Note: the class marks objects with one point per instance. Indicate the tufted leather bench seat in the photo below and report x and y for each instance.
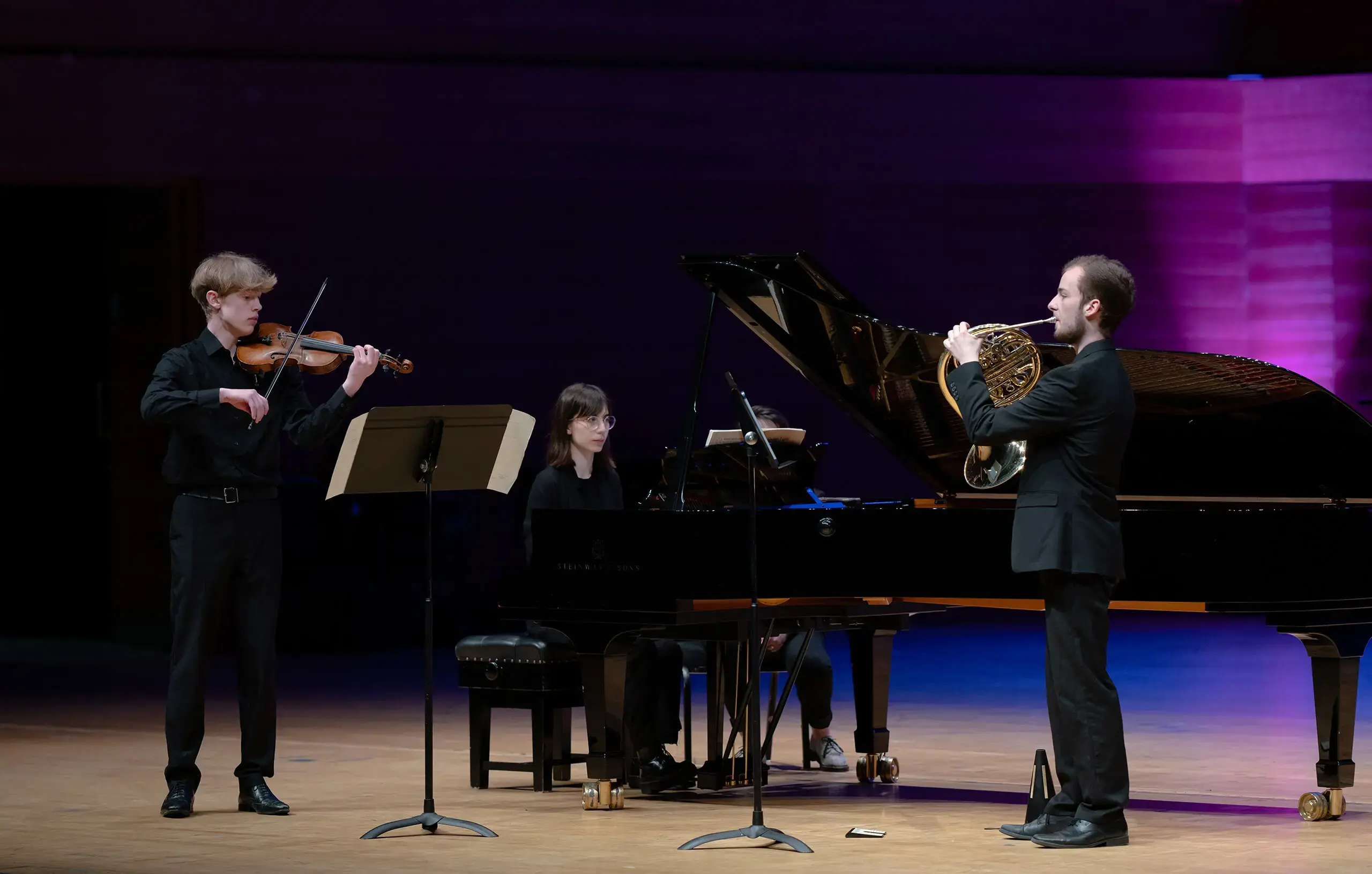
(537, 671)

....................

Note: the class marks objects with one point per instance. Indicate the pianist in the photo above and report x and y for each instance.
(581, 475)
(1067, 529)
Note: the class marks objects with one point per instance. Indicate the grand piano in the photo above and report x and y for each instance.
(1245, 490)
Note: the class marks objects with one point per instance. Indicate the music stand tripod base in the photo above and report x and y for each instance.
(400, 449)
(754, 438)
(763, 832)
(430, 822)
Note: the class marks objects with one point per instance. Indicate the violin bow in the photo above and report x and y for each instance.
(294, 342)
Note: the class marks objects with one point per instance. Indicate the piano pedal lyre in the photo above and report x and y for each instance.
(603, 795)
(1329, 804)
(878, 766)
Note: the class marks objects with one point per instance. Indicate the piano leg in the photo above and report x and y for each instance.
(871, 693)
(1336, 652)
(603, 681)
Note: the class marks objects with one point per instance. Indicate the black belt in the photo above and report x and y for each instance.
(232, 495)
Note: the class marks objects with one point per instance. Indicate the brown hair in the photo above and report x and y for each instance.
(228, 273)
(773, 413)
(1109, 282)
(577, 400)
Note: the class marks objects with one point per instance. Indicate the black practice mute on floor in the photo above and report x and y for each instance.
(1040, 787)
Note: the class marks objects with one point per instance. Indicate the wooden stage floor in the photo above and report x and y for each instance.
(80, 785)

....................

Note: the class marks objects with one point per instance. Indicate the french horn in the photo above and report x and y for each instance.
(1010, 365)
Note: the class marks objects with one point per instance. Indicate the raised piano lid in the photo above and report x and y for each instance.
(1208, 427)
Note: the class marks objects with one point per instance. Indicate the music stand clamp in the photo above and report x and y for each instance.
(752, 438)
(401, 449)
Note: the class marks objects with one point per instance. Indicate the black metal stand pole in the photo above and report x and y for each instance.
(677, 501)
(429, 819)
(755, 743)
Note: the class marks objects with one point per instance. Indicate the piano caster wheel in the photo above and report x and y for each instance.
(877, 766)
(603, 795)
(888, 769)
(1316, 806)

....................

Edit the material starting at the line containing "Indicate the french" and ending at the line containing "(1010, 365)", replacing "french horn" with "trumpet" and leaving everything else unchanged. Give back only those lines.

- _Written answer_:
Note: the class marks objects with one point per instance. Indicate the trumpet in the photo above and report x and y for each instance.
(1010, 365)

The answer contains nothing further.